SET EXERCISE:
Put every line of the data below into a numbered list, skipping blank lines. Leave the pictures out of your answer.
--- START OF RECORDS SUPPLIED ---
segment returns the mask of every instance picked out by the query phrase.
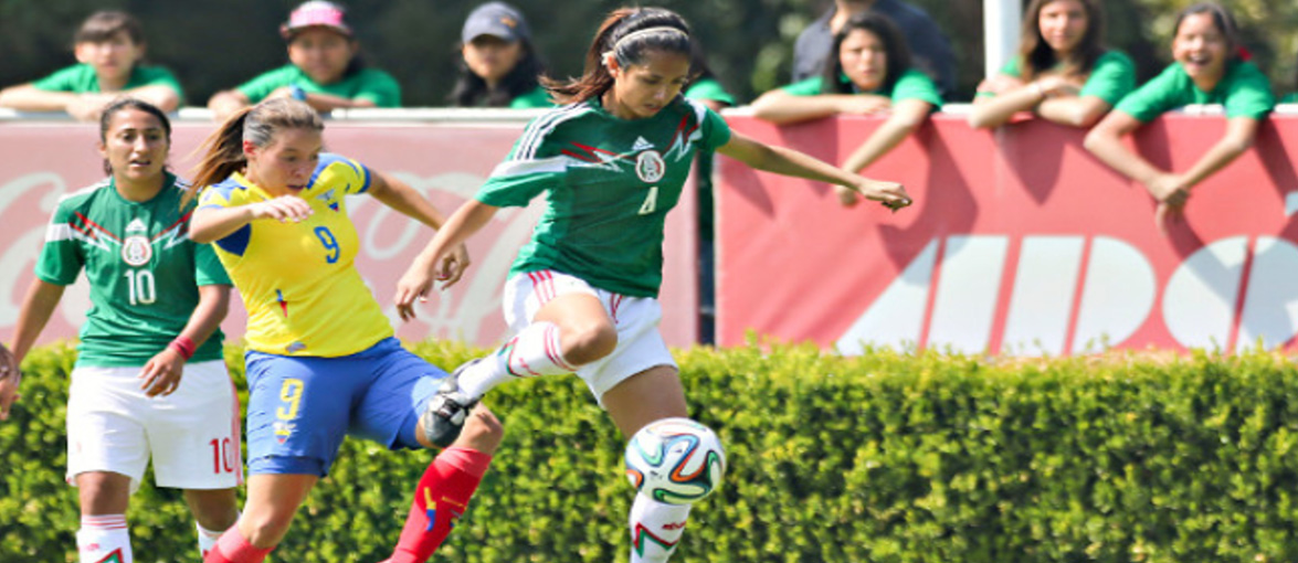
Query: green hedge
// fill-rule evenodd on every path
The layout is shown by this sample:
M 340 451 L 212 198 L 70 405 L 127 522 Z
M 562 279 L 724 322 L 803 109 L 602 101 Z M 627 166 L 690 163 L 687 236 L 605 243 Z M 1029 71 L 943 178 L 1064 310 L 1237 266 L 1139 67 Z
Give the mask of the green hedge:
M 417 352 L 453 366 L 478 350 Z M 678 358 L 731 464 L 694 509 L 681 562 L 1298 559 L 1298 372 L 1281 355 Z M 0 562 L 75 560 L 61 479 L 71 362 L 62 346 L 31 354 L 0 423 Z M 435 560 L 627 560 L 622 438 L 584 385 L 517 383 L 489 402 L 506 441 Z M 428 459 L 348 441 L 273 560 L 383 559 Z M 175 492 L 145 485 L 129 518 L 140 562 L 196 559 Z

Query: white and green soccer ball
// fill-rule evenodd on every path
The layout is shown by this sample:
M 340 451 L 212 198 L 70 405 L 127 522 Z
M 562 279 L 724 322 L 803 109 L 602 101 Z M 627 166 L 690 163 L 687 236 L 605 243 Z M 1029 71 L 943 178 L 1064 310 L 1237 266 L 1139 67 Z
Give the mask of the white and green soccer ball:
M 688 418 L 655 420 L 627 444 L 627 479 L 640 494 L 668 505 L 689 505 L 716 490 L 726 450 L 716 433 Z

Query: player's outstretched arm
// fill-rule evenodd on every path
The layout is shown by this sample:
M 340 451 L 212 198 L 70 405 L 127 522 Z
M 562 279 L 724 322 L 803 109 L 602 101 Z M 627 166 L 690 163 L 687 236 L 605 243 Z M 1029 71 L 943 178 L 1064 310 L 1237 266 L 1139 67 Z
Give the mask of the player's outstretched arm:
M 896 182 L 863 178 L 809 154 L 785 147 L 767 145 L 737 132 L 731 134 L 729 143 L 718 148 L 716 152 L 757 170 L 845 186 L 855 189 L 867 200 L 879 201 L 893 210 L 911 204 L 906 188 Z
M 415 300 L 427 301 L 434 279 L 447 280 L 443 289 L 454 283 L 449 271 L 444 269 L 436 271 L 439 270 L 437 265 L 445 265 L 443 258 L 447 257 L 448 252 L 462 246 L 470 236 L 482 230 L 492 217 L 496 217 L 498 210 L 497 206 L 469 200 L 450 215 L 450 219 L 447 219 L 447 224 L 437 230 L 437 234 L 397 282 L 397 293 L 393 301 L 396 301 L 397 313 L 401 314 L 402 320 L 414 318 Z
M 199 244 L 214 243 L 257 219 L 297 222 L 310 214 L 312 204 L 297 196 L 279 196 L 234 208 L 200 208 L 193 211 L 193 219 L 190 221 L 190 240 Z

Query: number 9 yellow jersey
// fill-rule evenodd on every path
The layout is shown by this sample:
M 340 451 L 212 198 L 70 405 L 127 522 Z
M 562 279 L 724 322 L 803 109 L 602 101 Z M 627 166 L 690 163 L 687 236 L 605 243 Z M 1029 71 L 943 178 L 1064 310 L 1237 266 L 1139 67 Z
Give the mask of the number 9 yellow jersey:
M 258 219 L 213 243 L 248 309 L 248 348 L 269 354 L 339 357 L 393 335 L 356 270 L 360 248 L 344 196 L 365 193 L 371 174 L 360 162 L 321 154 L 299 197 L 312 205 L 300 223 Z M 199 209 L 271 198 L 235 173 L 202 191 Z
--- END OF RECORDS SUPPLIED ---
TASK RESULT:
1. segment returns the mask of every instance picked out by the query phrase.
2. Query: green hedge
3. // fill-rule evenodd on every path
4. The layout is shown by this sample:
5. M 340 451 L 212 198 L 70 405 L 127 522 Z
6. M 562 279 L 724 322 L 803 109 L 602 101 Z M 627 166 L 690 163 L 687 236 L 605 243 Z M 1029 71 L 943 178 L 1064 310 L 1237 266 L 1139 67 Z
7. Give the mask of the green hedge:
8. M 417 352 L 453 366 L 478 350 Z M 678 358 L 731 464 L 694 509 L 681 562 L 1298 559 L 1298 372 L 1281 355 Z M 0 562 L 75 560 L 61 479 L 71 362 L 62 346 L 31 354 L 0 423 Z M 435 560 L 627 560 L 622 438 L 584 385 L 517 383 L 489 402 L 506 441 Z M 428 459 L 348 441 L 273 560 L 383 559 Z M 175 492 L 145 485 L 129 518 L 140 562 L 196 559 Z
9. Query: white and green soccer ball
10. // fill-rule evenodd on every path
11. The layout is shown by this sample:
12. M 340 451 L 212 198 L 70 405 L 127 522 Z
13. M 562 279 L 724 322 L 803 109 L 602 101 Z M 627 166 L 690 163 L 687 236 L 605 243 Z M 1029 71 L 943 178 L 1064 310 L 1237 266 L 1139 67 Z
14. Give the mask of the white and green soccer ball:
15. M 688 418 L 655 420 L 627 444 L 627 479 L 640 494 L 668 505 L 689 505 L 716 490 L 726 450 L 716 433 Z
16. Query: player's outstretched arm
17. // fill-rule evenodd on every path
18. The layout is shown by this sample:
19. M 340 451 L 212 198 L 70 405 L 127 522 Z
20. M 562 279 L 724 322 L 803 109 L 602 101 Z M 627 166 L 690 163 L 687 236 L 605 243 Z M 1029 71 L 943 178 L 1064 310 L 1237 266 L 1139 67 Z
21. Give the mask of the player's outstretched arm:
22. M 896 182 L 863 178 L 809 154 L 785 147 L 767 145 L 737 132 L 731 134 L 729 143 L 718 148 L 716 152 L 757 170 L 845 186 L 855 189 L 867 200 L 879 201 L 893 210 L 911 204 L 906 188 Z
23. M 415 300 L 427 301 L 434 279 L 447 280 L 443 289 L 454 283 L 449 271 L 444 269 L 436 271 L 439 270 L 437 265 L 445 265 L 443 258 L 447 257 L 448 252 L 462 246 L 470 236 L 482 230 L 492 217 L 496 217 L 498 210 L 497 206 L 469 200 L 450 215 L 450 219 L 447 219 L 447 224 L 437 230 L 437 234 L 397 282 L 397 293 L 393 301 L 396 301 L 397 313 L 401 314 L 402 320 L 414 318 Z
24. M 199 244 L 214 243 L 257 219 L 297 222 L 310 214 L 312 204 L 297 196 L 279 196 L 234 208 L 200 208 L 193 211 L 193 219 L 190 221 L 190 240 Z
25. Query: number 9 yellow jersey
26. // fill-rule evenodd on every path
27. The layout is shown by this sample:
28. M 340 451 L 212 198 L 70 405 L 127 522 Z
29. M 562 279 L 724 322 L 803 109 L 602 101 Z M 627 166 L 690 163 L 687 236 L 605 243 Z M 1029 71 L 943 178 L 1064 310 L 1237 266 L 1139 67 Z
30. Give the mask of the number 9 yellow jersey:
31. M 258 219 L 213 243 L 248 309 L 248 348 L 269 354 L 339 357 L 393 335 L 356 270 L 360 248 L 344 196 L 365 193 L 371 174 L 360 162 L 321 154 L 299 197 L 312 205 L 300 223 Z M 199 209 L 271 198 L 235 173 L 202 191 Z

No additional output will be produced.